ASSIGNMENT:
Transcribe the passage of the Idaho insurance statute starting with "(2)  As used in" and going on through "and medical-surgical coverage.".

GIVEN TEXT:

Idaho Statutes

41-2220.  Coverage provided to persons having insurance. [(1)] An insurer providing group disability insurance coverage in this state shall make available to citizens of this state current major medical disability benefit policies under the terms set forth in this section. An insurer providing only accident-only, credit, dental, vision, long-term care or disability income insurance, coverage issued as a supplement to liability insurance, worker’s compensation, or automobile medical payment insurance is not required to comply with the provisions of this section. An insurer providing only specified disease or hospital confinement indemnity insurance in this state shall not be required to comply with the provisions of this section, provided the insurance is marketed as supplemental health insurance and not as a substitute for hospital or major medical expense insurance, and the insurer certifies annually to the director that the insurance is being marketed in a manner consistent with the provisions of this subsection.
(2)  As used in this section, the term "major medical disability policies" means policies, including medicare supplement insurance policies, contracts or certificates which are issued to provide hospital and medical-surgical coverage.

GIVEN RECORDS:

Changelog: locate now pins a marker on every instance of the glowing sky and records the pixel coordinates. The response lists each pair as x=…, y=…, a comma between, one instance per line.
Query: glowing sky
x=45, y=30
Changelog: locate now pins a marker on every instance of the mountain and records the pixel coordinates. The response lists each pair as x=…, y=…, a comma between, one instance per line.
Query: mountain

OUTPUT FOR THIS EXERCISE:
(2)  As used in this section, the term "major medical disability policies" means policies, including medicare supplement insurance policies, contracts or certificates which are issued to provide hospital and medical-surgical coverage.